--- Records supplied ---
— begin —

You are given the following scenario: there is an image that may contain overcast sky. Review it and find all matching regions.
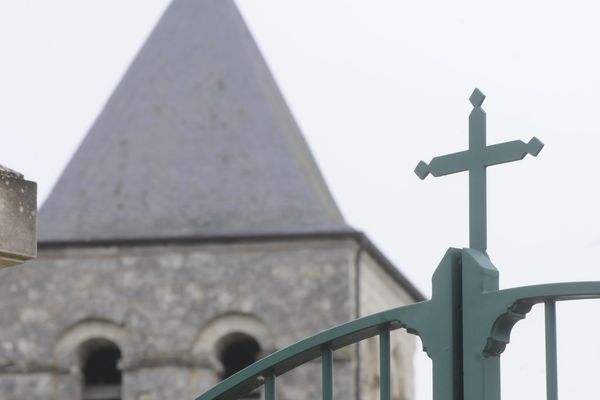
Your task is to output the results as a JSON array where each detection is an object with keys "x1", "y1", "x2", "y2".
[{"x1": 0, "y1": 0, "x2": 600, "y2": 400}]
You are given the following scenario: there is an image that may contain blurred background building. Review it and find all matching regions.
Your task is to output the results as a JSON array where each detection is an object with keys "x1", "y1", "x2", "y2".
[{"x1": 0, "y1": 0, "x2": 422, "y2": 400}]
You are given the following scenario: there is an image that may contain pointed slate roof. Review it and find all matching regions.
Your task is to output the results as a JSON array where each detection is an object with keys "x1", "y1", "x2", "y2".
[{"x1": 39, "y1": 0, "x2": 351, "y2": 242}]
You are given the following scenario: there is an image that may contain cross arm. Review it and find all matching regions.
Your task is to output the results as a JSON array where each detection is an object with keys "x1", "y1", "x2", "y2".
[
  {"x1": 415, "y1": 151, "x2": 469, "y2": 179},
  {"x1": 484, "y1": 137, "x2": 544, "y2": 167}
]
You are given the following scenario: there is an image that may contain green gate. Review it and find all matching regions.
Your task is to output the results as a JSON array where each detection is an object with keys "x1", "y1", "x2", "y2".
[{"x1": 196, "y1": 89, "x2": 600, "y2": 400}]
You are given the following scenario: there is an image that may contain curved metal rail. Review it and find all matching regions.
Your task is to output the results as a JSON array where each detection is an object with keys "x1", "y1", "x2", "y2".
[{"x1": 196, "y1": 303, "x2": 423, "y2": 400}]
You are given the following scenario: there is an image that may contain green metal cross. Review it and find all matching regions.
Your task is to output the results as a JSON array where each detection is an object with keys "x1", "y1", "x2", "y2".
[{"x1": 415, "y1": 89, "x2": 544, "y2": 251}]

— end —
— begin —

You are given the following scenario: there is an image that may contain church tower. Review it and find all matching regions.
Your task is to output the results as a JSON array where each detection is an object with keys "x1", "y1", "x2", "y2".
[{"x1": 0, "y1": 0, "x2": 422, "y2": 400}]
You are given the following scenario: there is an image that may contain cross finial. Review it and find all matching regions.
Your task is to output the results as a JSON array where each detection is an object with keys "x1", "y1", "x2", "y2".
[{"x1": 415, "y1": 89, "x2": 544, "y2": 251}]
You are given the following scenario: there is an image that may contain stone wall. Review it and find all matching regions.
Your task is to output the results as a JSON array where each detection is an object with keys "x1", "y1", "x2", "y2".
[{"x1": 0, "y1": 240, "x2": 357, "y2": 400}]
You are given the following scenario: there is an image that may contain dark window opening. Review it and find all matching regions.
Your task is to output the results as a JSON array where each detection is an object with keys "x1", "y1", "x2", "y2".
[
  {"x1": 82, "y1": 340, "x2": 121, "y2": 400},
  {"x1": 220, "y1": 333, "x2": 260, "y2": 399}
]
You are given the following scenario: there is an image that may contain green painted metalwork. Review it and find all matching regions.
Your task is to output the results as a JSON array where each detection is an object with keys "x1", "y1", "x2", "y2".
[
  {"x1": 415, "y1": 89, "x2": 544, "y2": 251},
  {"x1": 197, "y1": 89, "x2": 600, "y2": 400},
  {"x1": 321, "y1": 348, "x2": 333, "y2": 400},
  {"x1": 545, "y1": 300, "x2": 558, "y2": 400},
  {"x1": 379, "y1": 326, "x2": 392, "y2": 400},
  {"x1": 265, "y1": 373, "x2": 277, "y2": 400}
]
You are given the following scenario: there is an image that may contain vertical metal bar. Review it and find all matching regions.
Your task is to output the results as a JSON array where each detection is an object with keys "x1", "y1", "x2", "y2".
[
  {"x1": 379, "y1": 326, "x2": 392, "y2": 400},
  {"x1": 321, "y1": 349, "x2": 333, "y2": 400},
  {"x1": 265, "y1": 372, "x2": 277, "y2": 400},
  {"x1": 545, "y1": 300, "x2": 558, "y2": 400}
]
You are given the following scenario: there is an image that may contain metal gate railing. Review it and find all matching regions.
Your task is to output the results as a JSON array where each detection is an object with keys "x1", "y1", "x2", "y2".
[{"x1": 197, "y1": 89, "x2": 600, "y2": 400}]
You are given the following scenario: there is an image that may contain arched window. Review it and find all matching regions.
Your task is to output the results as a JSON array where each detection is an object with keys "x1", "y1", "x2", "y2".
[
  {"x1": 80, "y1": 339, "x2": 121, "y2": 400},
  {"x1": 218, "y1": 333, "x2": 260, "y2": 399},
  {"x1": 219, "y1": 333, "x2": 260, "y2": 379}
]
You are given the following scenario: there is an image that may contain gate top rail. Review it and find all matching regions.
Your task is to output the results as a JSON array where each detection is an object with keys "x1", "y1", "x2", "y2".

— end —

--- What to work on ---
Collect every line in the listing above that contains the string "cross", and copy each one in full. Case matters, so a capitalized form doesn't count as a match.

--- Task answer ---
You are given the following scenario: there is an image that may contain cross arm. Review it and find all matching regions.
You are given the following scenario: there is an image that may contain green metal cross. Review it and find all matching regions.
You are given the following scenario: there is an image that may contain cross finial. Review it and find all matching regions.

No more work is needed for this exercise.